Goal ::
Swap every occurrence of "bounding box" in the data below for "bounding rectangle", and write the lines out again with nothing else altered.

Records shown ::
------------------------
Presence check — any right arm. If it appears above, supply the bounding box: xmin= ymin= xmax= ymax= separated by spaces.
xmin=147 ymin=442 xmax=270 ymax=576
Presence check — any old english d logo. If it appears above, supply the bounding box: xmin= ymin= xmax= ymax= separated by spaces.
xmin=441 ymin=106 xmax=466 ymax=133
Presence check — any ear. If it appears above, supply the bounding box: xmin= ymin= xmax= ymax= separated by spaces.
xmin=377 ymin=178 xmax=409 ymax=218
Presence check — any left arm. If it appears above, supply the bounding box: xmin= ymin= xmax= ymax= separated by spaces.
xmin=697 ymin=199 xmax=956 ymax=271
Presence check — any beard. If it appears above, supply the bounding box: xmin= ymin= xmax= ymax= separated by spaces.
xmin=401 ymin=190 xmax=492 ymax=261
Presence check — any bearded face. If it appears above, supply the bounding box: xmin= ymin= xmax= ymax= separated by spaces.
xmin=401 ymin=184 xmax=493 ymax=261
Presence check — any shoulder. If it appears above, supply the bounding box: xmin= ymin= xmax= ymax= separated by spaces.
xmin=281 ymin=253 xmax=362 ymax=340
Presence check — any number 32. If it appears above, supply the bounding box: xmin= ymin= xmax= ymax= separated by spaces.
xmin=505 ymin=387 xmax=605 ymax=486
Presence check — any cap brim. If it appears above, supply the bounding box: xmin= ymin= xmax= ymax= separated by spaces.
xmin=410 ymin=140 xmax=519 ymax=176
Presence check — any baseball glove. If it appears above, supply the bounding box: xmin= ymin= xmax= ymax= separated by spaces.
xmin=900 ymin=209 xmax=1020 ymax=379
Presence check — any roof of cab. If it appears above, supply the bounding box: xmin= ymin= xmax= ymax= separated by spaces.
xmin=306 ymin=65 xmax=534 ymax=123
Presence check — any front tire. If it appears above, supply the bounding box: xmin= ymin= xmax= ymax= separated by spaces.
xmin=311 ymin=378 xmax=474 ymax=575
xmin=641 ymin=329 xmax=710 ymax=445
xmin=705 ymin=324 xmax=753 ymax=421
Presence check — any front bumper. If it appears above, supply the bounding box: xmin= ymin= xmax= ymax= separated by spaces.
------------------------
Result ::
Presence check — any right arm. If it appears above, supply the bounding rectangle: xmin= ymin= xmax= ymax= separated by spaces.
xmin=147 ymin=442 xmax=270 ymax=576
Presence check — any old english d logo. If it appears above, supply the bounding rectangle: xmin= ymin= xmax= ymax= separated by spaces.
xmin=441 ymin=106 xmax=466 ymax=133
Presence check — any ear. If it appears above, supply the bounding rectangle: xmin= ymin= xmax= ymax= separated by spaces.
xmin=377 ymin=178 xmax=409 ymax=218
Presence check — any left arm. If it appears above, supply the bounding rectangle: xmin= ymin= xmax= ymax= separated by spaces.
xmin=697 ymin=199 xmax=956 ymax=271
Presence check — any beard. If it appears above, supply the bounding rectangle: xmin= ymin= xmax= ymax= separated by spaces.
xmin=401 ymin=190 xmax=492 ymax=261
Presence check — any bearded face. If it appears above, supply the bounding rectangle: xmin= ymin= xmax= ymax= separated by spaces.
xmin=401 ymin=184 xmax=493 ymax=261
Presence check — any shoulder. If it appears above, supply the bounding rectangle: xmin= ymin= xmax= ymax= separated by spaces.
xmin=281 ymin=253 xmax=362 ymax=340
Presence check — any number 32. If it appears above, supply the bounding rectangle: xmin= ymin= xmax= ymax= separated by spaces.
xmin=505 ymin=387 xmax=605 ymax=486
Presence check — any cap brim. If it appears above, supply the bounding rectangle: xmin= ymin= xmax= ymax= separated by spaces.
xmin=410 ymin=140 xmax=519 ymax=176
Presence check — any baseball glove. If it appears above, supply the bounding rectangle: xmin= ymin= xmax= ymax= separated by spaces.
xmin=900 ymin=209 xmax=1020 ymax=379
Presence check — any roof of cab. If it appears above, supply the bounding rectangle: xmin= ymin= xmax= ymax= separated by spaces.
xmin=306 ymin=65 xmax=534 ymax=123
Presence check — any front tire. If it appears above, supply the bounding rectangle: xmin= ymin= xmax= ymax= separated by spaces.
xmin=311 ymin=378 xmax=474 ymax=575
xmin=641 ymin=329 xmax=710 ymax=445
xmin=705 ymin=324 xmax=753 ymax=421
Presence check — any front bumper. If it appears above, supply the bounding rectangle: xmin= ymin= xmax= ymax= separated by spaces.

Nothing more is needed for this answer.